** WHAT YOU HAVE TO DO **
Look below for the line with "Where can you see the white cloud", then repeat it and all lines after it, exactly, minus any pictures.

═══ DATA ═══

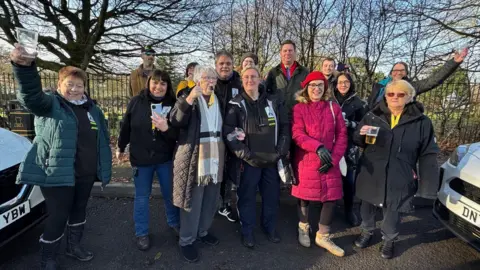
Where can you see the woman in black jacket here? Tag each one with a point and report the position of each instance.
(353, 109)
(264, 138)
(152, 142)
(387, 169)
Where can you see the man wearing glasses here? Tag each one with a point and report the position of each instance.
(138, 77)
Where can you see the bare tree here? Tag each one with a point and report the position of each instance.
(96, 34)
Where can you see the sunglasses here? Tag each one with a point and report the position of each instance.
(399, 95)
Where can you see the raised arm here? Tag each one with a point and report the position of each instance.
(428, 165)
(299, 134)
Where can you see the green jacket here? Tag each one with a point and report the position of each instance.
(50, 161)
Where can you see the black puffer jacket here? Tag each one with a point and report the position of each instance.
(386, 169)
(421, 86)
(147, 146)
(225, 90)
(353, 109)
(187, 119)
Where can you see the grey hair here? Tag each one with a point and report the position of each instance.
(223, 53)
(403, 85)
(200, 70)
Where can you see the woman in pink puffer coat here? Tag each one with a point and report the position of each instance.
(320, 134)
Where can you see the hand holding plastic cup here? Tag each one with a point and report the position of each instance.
(28, 39)
(237, 134)
(371, 136)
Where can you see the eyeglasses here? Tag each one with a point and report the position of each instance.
(312, 85)
(208, 78)
(399, 95)
(78, 86)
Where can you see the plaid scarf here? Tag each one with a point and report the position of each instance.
(211, 148)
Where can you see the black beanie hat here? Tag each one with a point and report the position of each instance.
(251, 55)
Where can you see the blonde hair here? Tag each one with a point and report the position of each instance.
(302, 95)
(404, 86)
(200, 70)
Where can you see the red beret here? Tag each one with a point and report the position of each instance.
(315, 76)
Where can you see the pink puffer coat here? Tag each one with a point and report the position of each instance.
(313, 126)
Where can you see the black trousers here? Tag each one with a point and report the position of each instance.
(390, 222)
(66, 204)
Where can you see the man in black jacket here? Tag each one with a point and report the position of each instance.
(228, 86)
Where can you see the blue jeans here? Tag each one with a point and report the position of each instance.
(143, 177)
(268, 181)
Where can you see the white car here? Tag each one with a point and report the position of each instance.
(21, 206)
(458, 202)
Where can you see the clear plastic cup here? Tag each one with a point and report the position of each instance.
(372, 134)
(28, 39)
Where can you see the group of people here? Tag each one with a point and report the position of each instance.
(220, 128)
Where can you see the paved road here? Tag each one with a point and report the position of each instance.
(424, 244)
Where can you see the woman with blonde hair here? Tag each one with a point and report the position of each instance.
(319, 132)
(263, 137)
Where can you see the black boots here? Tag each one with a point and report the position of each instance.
(74, 250)
(49, 251)
(351, 218)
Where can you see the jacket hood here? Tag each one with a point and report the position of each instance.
(412, 110)
(145, 94)
(87, 105)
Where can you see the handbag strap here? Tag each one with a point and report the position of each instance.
(334, 120)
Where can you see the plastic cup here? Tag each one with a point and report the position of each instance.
(28, 39)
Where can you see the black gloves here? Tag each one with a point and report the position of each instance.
(325, 159)
(324, 155)
(325, 167)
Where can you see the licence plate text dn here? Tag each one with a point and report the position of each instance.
(14, 214)
(471, 215)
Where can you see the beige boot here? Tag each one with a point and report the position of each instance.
(324, 241)
(304, 234)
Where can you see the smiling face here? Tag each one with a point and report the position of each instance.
(250, 80)
(248, 62)
(343, 84)
(316, 89)
(396, 97)
(72, 88)
(158, 88)
(398, 72)
(224, 67)
(207, 83)
(288, 54)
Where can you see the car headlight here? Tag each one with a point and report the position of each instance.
(458, 154)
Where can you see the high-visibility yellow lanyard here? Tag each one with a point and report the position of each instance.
(395, 120)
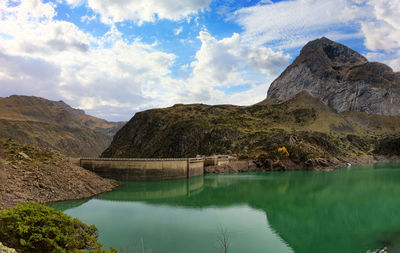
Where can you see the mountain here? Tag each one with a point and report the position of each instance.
(341, 78)
(54, 124)
(329, 103)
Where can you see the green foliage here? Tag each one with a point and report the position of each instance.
(32, 227)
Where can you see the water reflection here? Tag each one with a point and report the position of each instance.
(350, 210)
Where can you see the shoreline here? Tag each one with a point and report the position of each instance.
(314, 164)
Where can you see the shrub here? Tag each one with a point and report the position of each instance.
(32, 227)
(283, 152)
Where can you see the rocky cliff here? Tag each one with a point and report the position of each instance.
(341, 78)
(31, 173)
(330, 103)
(54, 124)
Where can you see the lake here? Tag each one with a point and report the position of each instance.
(356, 209)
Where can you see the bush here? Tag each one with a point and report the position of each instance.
(32, 227)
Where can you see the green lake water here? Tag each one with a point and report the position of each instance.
(349, 210)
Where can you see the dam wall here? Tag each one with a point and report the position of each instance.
(143, 169)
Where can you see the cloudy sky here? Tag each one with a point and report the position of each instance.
(113, 58)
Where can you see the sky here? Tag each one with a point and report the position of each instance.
(113, 58)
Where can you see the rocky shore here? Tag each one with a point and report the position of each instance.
(318, 164)
(29, 173)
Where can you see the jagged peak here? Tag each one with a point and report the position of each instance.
(331, 52)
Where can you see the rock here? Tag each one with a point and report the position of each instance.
(4, 249)
(341, 78)
(24, 156)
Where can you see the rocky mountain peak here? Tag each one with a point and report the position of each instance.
(331, 52)
(341, 78)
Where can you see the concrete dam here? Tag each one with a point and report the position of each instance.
(144, 169)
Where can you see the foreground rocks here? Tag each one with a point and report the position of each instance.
(44, 176)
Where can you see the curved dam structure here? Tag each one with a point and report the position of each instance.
(144, 169)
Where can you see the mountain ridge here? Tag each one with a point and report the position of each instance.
(311, 127)
(54, 124)
(341, 78)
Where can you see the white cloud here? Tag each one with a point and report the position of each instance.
(140, 11)
(112, 78)
(293, 23)
(88, 19)
(384, 32)
(178, 31)
(225, 64)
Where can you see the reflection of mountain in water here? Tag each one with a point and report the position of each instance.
(339, 211)
(156, 190)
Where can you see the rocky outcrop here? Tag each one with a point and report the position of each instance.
(44, 176)
(54, 124)
(341, 78)
(329, 103)
(4, 249)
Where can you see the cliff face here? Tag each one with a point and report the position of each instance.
(54, 124)
(303, 124)
(341, 78)
(330, 102)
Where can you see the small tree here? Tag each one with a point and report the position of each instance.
(283, 153)
(32, 227)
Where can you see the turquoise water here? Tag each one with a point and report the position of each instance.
(348, 210)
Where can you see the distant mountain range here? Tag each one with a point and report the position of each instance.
(329, 102)
(54, 124)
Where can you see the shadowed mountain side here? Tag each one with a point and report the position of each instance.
(341, 78)
(306, 126)
(54, 124)
(304, 208)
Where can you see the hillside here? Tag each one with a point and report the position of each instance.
(54, 124)
(341, 78)
(308, 126)
(31, 173)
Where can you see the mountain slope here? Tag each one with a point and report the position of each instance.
(328, 103)
(303, 124)
(341, 78)
(54, 124)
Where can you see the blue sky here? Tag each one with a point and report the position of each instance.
(113, 58)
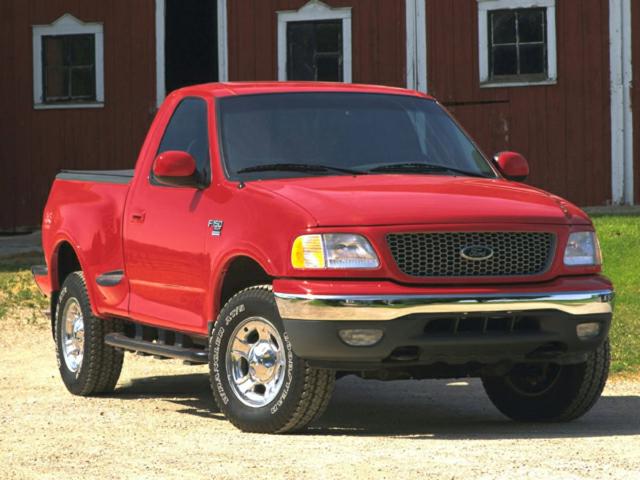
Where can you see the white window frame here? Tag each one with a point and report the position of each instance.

═══

** RESPONSE BELOW **
Where can you see the white cloud here? Tag each one with a point and report the position of each instance.
(140, 11)
(112, 78)
(293, 23)
(88, 19)
(384, 32)
(178, 31)
(225, 64)
Where can you see the reflection of mountain in water here? Tag each one with a point and report the position of each instance.
(339, 211)
(156, 190)
Where can you see the rocky outcrop here? Tag each one with a point and report the position of each instance.
(44, 176)
(54, 124)
(341, 78)
(329, 103)
(4, 249)
Where can you see the cliff face here? Tag each one with a point and report the position of each instance.
(54, 124)
(303, 124)
(341, 78)
(330, 102)
Where can you see the small tree here? Tag each one with a point and report the position of each instance.
(283, 153)
(32, 227)
Where can you see the turquoise water here? Tag each one with a point and report the position of each instance.
(348, 210)
Where can you see the distant mountain range here? Tag each one with a point and report the position of each instance.
(329, 102)
(54, 124)
Where can you see the shadowed mountain side here? Tag each one with a point and report the position of each instance.
(341, 78)
(306, 126)
(54, 124)
(304, 208)
Where can you see the hillside here? Tag each one with a point and report the position of each instance.
(54, 124)
(341, 78)
(308, 126)
(31, 173)
Where can you see the mountain slope here? Tag each one with a point and report the position of each instance.
(328, 103)
(303, 124)
(341, 78)
(54, 124)
Where can you see the blue sky here? Tag each one with a point and report the position of each instance.
(113, 58)
Where can you see the white window frame here? Tag each one with a point and report the position of each instance.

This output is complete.